### Page excerpt ###

The Evolution of Database Architecture and the Future of Data Management¶

The database, data storage and data management landscape has seen significant changes over the past two decades, challenging traditional assumptions about transactional and analytical workloads.

This post provides an overview of this evolution from monolithic databases to NoSQL and HTAP aspirations, to the emerging pattern of composable data lakehouses and specialised query engines. The article concludes by providing generalised recommendations for adapting these patterns in FFMVIC systems.

In the Beginning There Was Version 2¶

Note

This post represents the professional opinions of the author and provides general technology recommendations. The content of this post have not been endorsed by the BFS Architecture Forum or DEECA's Architectural Review Board and do not necessarily represent the views of broader team or the Department as a whole. The post is meant as an educational content to discuss emerging technology patterns and does not provide directions to any ongoing teams or projects.

Larry Ellison famously believed that customers won't buy a version 1 software, so the first public release of Oracle was Oracle V2, which was soon followed by IBM's DB2 (IBM Data Base 2).

### Recorded data ###

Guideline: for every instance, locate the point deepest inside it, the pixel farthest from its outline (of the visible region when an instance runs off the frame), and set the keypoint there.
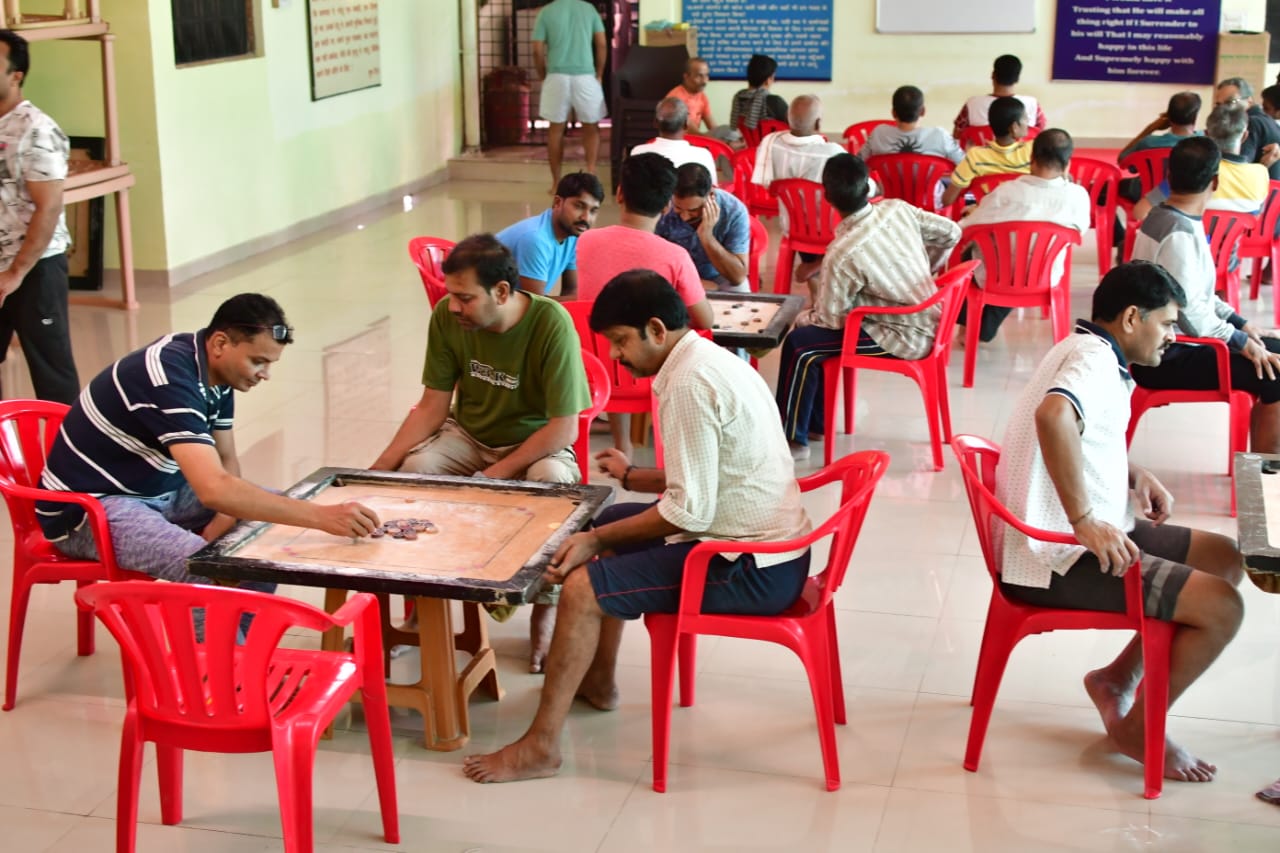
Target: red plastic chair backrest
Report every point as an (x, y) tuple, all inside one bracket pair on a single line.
[(1265, 229), (1018, 256), (910, 177), (215, 684), (428, 254), (984, 183), (1150, 165), (858, 474), (27, 432), (620, 378), (1225, 228), (598, 382), (810, 218), (855, 135), (1100, 179)]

###

What is expected: Reproduce the post on the evolution of database architecture in full, word for word.

Response:
The Evolution of Database Architecture and the Future of Data Management¶

The database, data storage and data management landscape has seen significant changes over the past two decades, challenging traditional assumptions about transactional and analytical workloads.

This post provides an overview of this evolution from monolithic databases to NoSQL and HTAP aspirations, to the emerging pattern of composable data lakehouses and specialised query engines. The article concludes by providing generalised recommendations for adapting these patterns in FFMVIC systems.

In the Beginning There Was Version 2¶

Note

This post represents the professional opinions of the author and provides general technology recommendations. The content of this post have not been endorsed by the BFS Architecture Forum or DEECA's Architectural Review Board and do not necessarily represent the views of broader team or the Department as a whole. The post is meant as an educational content to discuss emerging technology patterns and does not provide directions to any ongoing teams or projects.

Larry Ellison famously believed that customers won't buy a version 1 software, so the first public release of Oracle was Oracle V2, which was soon followed by IBM's DB2 (IBM Data Base 2).